§ DIRECTIONS
Word for word, return every record.

§ STORED DATA

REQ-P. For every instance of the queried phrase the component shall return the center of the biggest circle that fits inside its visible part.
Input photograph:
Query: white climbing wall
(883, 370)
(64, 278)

§ OUTPUT BELOW
REQ-P. For every instance of the queried phrase the component shall return the center of the biggest circle that fits inside its visible part.
Input photograph:
Query: white climbing wall
(883, 370)
(64, 278)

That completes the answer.